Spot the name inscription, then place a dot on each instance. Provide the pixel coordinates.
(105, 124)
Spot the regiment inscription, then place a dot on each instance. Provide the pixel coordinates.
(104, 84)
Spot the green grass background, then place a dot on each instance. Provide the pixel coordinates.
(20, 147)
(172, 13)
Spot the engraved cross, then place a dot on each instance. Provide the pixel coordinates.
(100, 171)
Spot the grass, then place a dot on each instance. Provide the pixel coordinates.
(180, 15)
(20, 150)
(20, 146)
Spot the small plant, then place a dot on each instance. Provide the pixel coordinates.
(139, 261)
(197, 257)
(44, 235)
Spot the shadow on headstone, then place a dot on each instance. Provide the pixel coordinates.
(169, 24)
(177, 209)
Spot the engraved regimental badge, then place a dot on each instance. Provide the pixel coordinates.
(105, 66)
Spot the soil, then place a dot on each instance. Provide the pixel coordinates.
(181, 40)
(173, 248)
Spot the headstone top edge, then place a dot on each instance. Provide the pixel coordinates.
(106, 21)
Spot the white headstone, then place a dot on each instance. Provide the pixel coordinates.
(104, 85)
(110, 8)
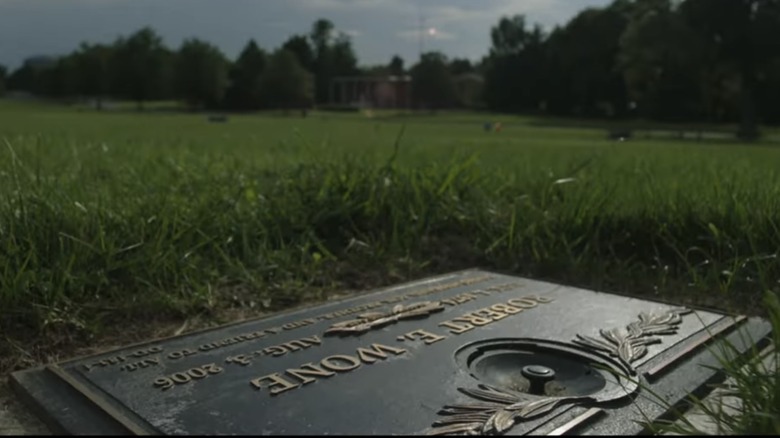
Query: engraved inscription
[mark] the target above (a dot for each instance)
(289, 347)
(489, 315)
(293, 378)
(504, 410)
(373, 320)
(130, 367)
(425, 336)
(423, 292)
(275, 350)
(114, 360)
(182, 378)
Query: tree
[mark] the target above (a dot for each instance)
(432, 82)
(201, 73)
(301, 47)
(396, 66)
(461, 66)
(3, 74)
(93, 71)
(141, 67)
(285, 83)
(516, 69)
(584, 80)
(59, 80)
(333, 56)
(743, 35)
(663, 64)
(245, 75)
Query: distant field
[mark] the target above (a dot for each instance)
(115, 216)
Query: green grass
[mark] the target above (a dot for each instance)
(122, 215)
(111, 218)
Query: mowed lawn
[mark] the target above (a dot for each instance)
(108, 218)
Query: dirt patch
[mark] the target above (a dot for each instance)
(15, 419)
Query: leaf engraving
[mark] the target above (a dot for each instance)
(503, 410)
(371, 320)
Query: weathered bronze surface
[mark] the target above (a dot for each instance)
(470, 352)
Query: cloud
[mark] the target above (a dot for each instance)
(414, 34)
(352, 33)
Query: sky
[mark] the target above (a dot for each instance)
(379, 28)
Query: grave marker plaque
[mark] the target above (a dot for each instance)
(468, 352)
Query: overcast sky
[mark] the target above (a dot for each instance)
(379, 28)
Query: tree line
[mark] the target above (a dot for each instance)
(670, 60)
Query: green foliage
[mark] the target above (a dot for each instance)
(201, 73)
(244, 92)
(144, 215)
(141, 67)
(433, 85)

──────

The problem. Rewrite every line, starting at the one containing "Query: grave marker plaque" and ending at the last line above, with the wording unchanged and each x and y answer coordinate shifted by -30.

Result of this exercise.
Query: grave marker plaque
[mark] the target above (a dot for each instance)
(438, 322)
Query: overcast sky
[mark] the target above (a dot for each instance)
(349, -2)
Query: tree line
[mark] the target above (a dot for each instance)
(640, 30)
Query: green foliage
[mark] the target above (a dot for each instance)
(171, 43)
(214, 62)
(114, 185)
(111, 37)
(403, 55)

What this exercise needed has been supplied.